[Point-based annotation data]
--- BEGIN ---

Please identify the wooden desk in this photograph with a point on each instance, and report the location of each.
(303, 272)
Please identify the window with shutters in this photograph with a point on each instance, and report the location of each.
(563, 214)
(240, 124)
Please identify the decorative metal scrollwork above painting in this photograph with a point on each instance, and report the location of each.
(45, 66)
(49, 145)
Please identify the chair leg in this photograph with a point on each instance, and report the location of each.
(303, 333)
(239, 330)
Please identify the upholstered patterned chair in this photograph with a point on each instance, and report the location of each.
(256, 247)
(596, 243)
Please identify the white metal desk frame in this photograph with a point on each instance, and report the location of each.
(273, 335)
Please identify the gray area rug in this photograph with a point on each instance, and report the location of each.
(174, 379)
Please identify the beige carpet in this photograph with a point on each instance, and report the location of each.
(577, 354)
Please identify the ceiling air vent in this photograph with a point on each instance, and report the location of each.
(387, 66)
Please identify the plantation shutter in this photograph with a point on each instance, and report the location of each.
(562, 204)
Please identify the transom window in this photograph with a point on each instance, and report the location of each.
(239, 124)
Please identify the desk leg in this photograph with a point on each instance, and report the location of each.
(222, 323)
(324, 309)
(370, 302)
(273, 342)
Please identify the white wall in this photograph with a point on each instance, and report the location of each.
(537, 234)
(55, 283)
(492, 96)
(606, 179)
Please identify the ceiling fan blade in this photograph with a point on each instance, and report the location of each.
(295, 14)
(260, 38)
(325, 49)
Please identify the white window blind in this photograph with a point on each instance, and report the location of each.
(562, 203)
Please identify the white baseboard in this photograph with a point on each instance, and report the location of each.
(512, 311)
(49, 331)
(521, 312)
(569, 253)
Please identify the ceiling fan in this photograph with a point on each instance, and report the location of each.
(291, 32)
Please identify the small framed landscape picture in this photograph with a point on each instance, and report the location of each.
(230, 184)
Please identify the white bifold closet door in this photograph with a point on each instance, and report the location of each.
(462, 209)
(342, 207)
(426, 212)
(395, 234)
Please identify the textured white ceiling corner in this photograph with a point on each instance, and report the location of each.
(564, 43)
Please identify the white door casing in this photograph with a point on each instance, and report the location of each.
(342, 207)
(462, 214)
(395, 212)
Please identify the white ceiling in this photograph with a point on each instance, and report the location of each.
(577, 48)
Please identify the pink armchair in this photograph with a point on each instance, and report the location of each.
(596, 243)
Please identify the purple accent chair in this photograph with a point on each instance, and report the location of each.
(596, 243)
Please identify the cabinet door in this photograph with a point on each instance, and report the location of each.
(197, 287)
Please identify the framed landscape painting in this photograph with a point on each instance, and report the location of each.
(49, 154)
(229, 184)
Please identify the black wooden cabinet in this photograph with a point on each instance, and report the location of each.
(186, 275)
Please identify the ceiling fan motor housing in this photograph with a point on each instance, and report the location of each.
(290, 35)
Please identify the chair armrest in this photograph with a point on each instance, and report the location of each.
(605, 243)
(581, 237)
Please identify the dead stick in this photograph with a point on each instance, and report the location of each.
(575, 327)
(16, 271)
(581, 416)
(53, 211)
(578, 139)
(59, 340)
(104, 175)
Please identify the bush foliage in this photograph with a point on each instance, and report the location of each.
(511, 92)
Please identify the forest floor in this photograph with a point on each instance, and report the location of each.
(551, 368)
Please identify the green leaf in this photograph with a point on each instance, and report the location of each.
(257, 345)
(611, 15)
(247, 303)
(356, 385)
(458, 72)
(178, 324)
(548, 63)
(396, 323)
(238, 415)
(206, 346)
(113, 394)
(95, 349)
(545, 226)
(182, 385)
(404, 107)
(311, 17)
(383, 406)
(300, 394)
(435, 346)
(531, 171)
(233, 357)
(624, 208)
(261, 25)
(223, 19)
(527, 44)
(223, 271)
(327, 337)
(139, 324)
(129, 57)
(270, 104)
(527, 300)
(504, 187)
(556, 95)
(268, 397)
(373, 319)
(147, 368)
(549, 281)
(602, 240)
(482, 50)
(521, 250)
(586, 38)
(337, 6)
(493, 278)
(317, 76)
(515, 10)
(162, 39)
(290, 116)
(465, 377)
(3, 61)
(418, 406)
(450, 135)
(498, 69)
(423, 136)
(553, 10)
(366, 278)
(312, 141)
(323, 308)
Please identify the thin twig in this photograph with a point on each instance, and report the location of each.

--- END ---
--- BEGIN ---

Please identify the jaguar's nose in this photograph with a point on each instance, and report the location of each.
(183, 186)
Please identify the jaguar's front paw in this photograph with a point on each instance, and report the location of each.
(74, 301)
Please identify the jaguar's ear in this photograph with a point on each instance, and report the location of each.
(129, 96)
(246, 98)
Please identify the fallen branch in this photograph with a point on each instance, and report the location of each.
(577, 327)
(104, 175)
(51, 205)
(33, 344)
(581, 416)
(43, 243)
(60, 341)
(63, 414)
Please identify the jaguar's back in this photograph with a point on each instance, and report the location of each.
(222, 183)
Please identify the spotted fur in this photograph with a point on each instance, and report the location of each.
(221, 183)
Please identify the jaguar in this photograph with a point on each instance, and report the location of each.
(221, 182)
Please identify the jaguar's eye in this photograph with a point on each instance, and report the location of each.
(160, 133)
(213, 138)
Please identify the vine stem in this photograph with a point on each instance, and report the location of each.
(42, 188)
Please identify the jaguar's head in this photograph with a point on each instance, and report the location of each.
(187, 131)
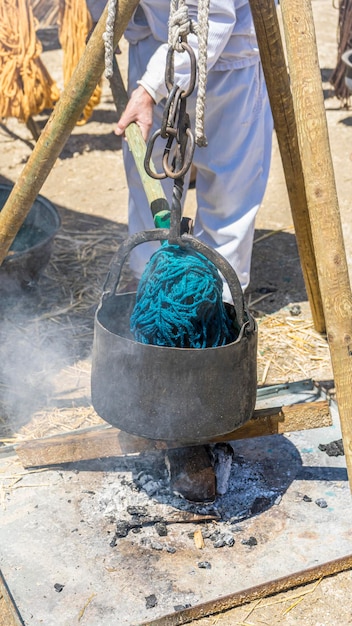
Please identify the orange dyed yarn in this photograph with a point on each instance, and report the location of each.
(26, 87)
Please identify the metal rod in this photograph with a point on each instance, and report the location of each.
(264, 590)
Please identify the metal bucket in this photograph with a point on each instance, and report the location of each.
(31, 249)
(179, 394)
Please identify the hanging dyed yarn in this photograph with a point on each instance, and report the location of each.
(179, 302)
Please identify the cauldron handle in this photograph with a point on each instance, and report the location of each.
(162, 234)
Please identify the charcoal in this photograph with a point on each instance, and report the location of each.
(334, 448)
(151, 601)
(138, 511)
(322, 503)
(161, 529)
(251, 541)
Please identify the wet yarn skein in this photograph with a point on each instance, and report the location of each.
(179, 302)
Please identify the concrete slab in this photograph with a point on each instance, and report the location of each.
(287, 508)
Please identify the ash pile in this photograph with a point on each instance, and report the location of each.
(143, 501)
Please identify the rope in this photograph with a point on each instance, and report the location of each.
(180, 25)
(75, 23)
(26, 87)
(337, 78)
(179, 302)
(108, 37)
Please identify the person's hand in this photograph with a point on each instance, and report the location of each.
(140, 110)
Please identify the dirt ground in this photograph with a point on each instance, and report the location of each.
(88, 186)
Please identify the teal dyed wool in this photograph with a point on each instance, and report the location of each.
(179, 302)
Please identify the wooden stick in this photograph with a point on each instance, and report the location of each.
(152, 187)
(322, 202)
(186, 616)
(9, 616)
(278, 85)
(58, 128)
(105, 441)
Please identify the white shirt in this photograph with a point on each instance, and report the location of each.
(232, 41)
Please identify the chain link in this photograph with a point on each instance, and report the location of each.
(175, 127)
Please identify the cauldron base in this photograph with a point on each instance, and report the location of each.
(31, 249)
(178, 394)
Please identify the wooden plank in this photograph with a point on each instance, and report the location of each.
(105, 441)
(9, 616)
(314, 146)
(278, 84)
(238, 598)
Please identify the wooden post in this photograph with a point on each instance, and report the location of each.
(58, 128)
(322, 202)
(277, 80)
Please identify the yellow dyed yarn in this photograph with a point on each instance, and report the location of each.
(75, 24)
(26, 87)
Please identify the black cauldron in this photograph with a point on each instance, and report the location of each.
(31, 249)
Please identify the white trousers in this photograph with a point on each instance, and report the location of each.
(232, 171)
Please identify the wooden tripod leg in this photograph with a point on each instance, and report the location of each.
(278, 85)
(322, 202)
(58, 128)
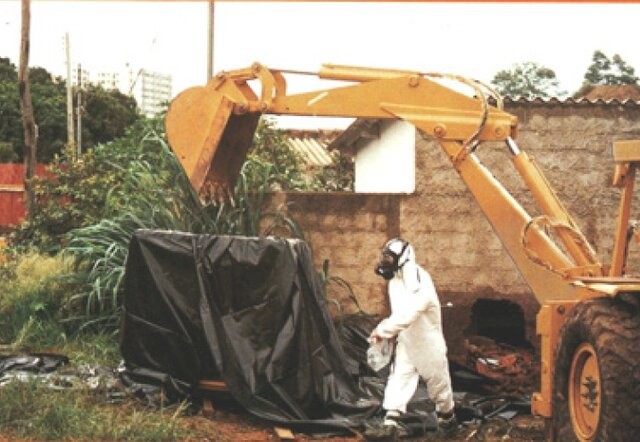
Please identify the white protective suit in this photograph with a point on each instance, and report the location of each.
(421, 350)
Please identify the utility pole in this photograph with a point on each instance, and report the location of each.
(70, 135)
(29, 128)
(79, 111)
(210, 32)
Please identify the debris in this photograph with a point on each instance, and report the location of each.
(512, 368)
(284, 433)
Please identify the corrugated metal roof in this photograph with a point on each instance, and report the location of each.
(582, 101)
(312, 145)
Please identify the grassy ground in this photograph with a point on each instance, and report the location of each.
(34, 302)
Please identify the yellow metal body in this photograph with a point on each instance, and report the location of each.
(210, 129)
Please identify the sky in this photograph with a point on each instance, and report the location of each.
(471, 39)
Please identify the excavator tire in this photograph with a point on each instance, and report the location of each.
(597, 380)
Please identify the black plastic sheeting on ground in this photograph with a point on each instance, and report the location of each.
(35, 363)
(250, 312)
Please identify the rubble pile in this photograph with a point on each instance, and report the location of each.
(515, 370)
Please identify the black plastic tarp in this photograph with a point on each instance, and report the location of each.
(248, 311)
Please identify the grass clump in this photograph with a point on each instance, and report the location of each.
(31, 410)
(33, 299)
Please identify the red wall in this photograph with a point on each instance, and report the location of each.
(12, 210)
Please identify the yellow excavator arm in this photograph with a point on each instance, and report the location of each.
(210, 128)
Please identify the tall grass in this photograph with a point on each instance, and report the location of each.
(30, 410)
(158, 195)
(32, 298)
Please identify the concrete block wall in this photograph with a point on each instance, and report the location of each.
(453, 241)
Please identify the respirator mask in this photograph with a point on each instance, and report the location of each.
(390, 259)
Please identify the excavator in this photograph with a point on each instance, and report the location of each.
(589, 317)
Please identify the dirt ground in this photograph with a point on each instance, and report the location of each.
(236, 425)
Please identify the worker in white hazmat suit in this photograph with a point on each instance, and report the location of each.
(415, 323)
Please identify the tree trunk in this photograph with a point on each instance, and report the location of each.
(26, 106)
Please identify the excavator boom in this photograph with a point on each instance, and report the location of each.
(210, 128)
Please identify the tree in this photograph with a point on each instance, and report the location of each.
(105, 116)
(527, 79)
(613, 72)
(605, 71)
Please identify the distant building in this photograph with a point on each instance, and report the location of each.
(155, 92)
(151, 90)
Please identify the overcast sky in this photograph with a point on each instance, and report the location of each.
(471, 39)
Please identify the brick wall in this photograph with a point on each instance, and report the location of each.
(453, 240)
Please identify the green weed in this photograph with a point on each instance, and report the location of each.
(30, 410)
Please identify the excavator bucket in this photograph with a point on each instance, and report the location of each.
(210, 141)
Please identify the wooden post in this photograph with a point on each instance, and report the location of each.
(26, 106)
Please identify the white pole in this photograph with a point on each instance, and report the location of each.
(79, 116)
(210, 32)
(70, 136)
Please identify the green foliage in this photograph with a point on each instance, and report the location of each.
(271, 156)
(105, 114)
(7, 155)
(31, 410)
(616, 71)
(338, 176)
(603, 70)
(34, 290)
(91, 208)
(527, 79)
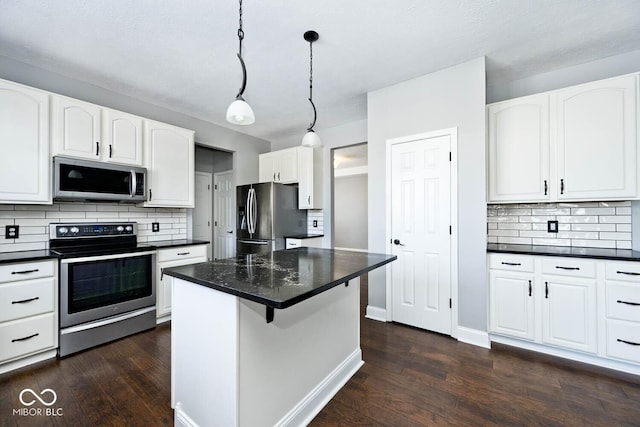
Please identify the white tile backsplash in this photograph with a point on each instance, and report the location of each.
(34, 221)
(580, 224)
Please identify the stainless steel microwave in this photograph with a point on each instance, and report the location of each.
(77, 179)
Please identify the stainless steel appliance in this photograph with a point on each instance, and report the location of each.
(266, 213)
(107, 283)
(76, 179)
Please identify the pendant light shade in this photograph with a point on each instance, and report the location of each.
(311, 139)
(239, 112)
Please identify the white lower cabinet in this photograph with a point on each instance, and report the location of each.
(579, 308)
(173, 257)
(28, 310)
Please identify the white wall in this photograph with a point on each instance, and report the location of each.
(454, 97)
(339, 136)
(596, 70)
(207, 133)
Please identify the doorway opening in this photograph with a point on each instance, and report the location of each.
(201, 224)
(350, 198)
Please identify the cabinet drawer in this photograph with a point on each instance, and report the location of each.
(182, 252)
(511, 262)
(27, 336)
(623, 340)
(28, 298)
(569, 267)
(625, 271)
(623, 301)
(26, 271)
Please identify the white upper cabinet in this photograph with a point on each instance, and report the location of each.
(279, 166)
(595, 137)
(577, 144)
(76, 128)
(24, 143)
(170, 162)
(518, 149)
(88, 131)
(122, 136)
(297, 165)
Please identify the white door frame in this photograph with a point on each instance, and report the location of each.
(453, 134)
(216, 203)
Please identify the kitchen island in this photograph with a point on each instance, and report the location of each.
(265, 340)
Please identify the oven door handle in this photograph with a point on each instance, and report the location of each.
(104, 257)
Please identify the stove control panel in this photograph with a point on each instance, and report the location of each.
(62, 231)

--- END ---
--- BEGIN ---

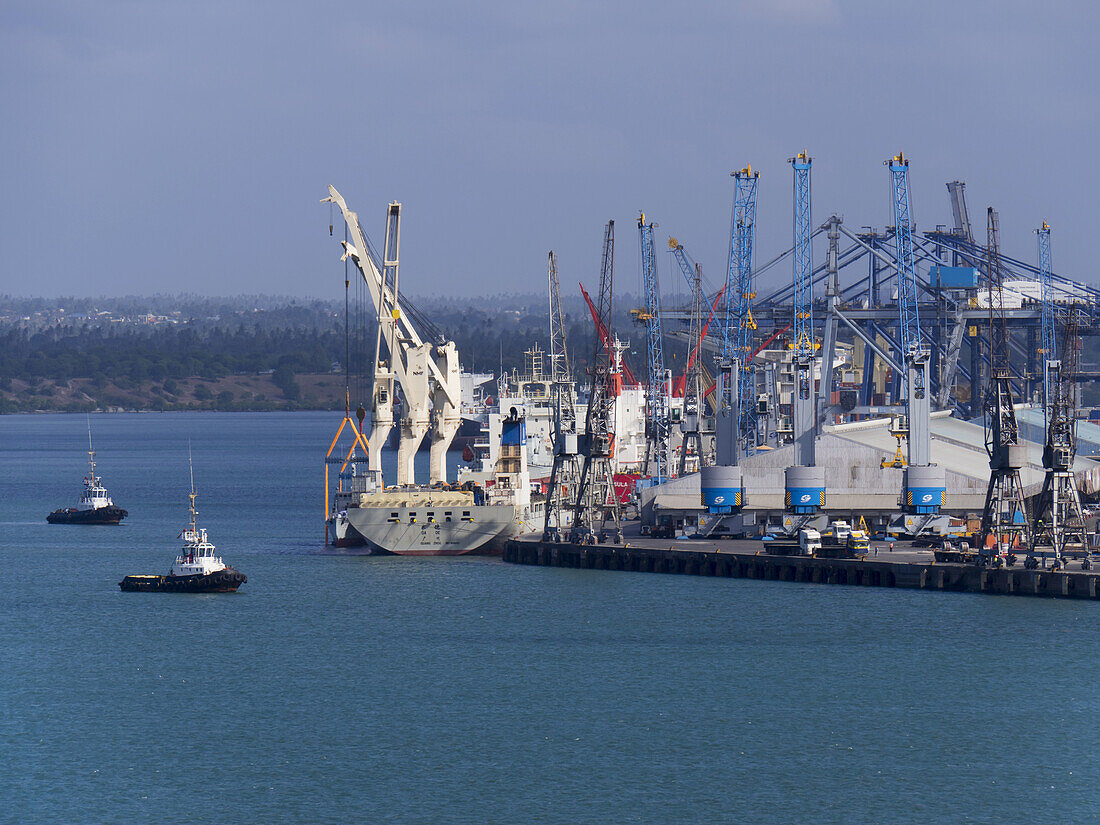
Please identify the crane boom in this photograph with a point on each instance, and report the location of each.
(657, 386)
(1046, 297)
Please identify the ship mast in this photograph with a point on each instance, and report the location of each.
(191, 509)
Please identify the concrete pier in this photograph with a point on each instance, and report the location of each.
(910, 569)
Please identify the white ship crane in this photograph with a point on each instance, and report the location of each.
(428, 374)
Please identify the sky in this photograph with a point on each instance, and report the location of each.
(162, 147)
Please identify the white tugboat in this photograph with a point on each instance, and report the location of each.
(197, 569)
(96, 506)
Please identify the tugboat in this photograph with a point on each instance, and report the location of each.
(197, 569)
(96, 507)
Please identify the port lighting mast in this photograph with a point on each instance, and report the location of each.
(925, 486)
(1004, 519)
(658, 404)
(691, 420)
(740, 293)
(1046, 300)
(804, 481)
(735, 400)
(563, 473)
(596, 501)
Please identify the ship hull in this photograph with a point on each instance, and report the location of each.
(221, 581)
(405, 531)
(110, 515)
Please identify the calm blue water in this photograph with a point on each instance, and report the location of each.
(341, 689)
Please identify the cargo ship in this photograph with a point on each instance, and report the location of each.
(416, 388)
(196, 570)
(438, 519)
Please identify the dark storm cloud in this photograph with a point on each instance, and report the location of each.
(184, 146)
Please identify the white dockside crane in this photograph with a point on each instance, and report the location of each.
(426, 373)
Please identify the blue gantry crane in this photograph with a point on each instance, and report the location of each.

--- END ---

» **PROBLEM TO WORK ON**
List every line above that contains the word "handle", copying each one in full.

» **THE REPLY**
Please identify the cauldron handle in this photograph with a point on each instance, and report the location of each.
Please identify the oven door handle in this photograph with a point on each instance, and report the location of each.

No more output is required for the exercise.